● Required work:
Answer these from the special issue call below:
1. What is the submission deadline?
2. What does SPEI stand for?
3. Rather than numerical outputs, what kind of outputs does the call say researchers should be directed toward?

Earth Sciences

Special Issue

Predicting Hydrological Drought Using Deep Learning Models

Submission deadline: Aug. 01, 2024
Status: Open for Submission
Special Issue of Earth Sciences
Climate change negatively affects water resources, dams, and water quality worldwide. Therefore, water and sewerage administrations, experts, and academics have focused on predicting variables such as precipitation, temperature, and evaporation, or developing future scenarios. One of the most popular prediction approaches applied in recent years is deep learning methods. One of the crucial aspects that needs to be emphasized here is the detailed classification process. Drought indices such as SPI (Standardized Precipitation Index) and SPEI (Standardized Precipitation-Evapotranspiration Index) are commonly used for classification purposes. Comparing the prediction accuracies obtained by new classification water levels of a dam that has experienced a real drought event over a long-term period, new categorizing dam storage rates, and comparing these accuracy results with SPI, SPEI, and similar approaches can be beneficial in improving the prediction accuracy. Indeed, in the context of deep learning approaches, directing researchers towards classification outputs rather than numerical outputs can be more important. By focusing on classification outputs, researchers can obtain valuable insights into the categorization and identification of different patterns and classes within the data, which can be useful for decision-making and understanding the severity of drought conditions. With the development of these new classification methods, hydraulic droughts can be predicted more realistically. By utilizing advanced deep learning methods and incorporating relevant features and variables, these classification methods can provide more accurate and reliable predictions for hydraulic droughts. This can help administrations, as well as other stakeholders, in taking proactive measures to mitigate the impacts of droughts and effectively manage water resources.

● Source material:
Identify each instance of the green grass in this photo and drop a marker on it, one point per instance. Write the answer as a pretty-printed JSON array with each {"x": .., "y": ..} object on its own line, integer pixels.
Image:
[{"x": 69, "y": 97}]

● Right answer:
1. Aug. 01, 2024
2. Standardized Precipitation-Evapotranspiration Index
3. Classification outputs